§ **EXERCISE TASK A**:
Answer these questions using the review of Stray Bullets #38 below.
(i) Which issue number of Stray Bullets does the review cover?
(ii) Who kidnaps Virginia and Leon?
(iii) Whose artwork and storytelling does the review praise?
* begin GIVEN TEXT *
Cool beans count: 17
 
Stray Bullets #38 sees even more things we thought were random stupid asides become integral parts of the big plot that's snaring the whole cast. In a very tense and unpredictable opening sequence, our "heroes" Virginia and Leon learn about how the jocks are holding Tommy blackmail over some pretty explicit pictures. Then, in a hilarious but awkward as hell sequence, Virginia has to do her best drugged tramp routine to get those photos back, and its just utterly bizarre. But just as we think Virginia has cleanly saved the day again like last issue, Mike Houssey finds out Virgnia/Leon fucked up his plan and kidnaps them!

Great issue, with some really strong artwork and storytelling from David Lapham here. He's feels inspired again, sure of himself, like he spent a lot of time fucking around setting up these dominoes but now he gets the satisfaction of knocking them down. It even retroactively makes some issues better, like how Leon's rumors makes the Mike Houssey introduction issue even darker, or turns its cheap gay panic joke into a real psychological fear and dysfunction.
* end GIVEN TEXT *
§ **EXERCISE TASK B**: Locate every line in the entries that contains the word "button", and copy each of those lines.
* begin EXERCISE INPUT *
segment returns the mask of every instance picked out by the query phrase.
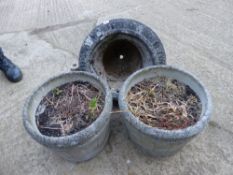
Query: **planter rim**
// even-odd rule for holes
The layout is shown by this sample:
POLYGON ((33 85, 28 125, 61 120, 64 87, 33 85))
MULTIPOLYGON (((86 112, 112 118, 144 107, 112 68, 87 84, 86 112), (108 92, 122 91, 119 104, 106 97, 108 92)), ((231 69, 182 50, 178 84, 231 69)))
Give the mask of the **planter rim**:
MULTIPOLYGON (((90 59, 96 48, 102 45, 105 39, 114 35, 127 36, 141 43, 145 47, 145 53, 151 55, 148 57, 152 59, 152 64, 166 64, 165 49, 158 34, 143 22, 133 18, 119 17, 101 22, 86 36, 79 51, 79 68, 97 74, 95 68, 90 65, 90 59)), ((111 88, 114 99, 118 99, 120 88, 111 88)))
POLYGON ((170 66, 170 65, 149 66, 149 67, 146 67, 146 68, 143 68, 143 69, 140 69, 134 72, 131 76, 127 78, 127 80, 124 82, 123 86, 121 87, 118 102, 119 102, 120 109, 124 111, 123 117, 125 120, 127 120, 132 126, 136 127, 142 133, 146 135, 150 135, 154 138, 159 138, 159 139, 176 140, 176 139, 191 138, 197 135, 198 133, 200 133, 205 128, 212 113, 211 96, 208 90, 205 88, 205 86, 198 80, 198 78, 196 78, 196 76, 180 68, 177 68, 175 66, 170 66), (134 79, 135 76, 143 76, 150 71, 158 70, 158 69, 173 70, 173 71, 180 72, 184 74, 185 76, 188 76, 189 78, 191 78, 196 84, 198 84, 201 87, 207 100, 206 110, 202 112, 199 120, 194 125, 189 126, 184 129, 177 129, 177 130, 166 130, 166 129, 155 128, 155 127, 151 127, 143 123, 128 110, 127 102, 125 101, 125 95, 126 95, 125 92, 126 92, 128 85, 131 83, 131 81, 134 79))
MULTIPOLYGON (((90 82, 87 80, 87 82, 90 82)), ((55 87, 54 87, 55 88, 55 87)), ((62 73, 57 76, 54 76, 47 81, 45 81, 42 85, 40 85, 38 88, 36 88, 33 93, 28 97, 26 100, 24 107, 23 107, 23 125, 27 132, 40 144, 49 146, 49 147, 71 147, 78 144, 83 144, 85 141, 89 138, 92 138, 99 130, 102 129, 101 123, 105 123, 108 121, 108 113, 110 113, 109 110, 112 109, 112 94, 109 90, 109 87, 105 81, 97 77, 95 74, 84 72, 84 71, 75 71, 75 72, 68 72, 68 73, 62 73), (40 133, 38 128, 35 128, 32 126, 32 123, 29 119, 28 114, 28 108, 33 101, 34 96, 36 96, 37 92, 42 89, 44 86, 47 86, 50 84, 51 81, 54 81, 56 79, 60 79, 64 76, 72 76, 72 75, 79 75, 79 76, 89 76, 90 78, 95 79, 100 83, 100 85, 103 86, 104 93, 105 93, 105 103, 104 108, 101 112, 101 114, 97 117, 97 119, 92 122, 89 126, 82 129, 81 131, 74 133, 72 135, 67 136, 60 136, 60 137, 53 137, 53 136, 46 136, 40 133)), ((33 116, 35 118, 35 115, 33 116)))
* end EXERCISE INPUT *
* begin EXERCISE INPUT *
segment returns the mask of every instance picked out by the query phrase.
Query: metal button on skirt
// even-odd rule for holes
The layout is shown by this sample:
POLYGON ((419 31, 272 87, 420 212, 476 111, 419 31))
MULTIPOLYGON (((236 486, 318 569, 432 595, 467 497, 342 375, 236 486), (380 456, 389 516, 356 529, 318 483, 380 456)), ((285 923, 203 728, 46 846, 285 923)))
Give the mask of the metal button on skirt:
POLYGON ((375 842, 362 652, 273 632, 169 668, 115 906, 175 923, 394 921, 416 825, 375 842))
* end EXERCISE INPUT *
§ **FULL RESPONSE A**:
(i) Issue #38
(ii) Mike Houssey
(iii) David Lapham's

§ **FULL RESPONSE B**:
Query: metal button on skirt
Give the mask of the metal button on skirt:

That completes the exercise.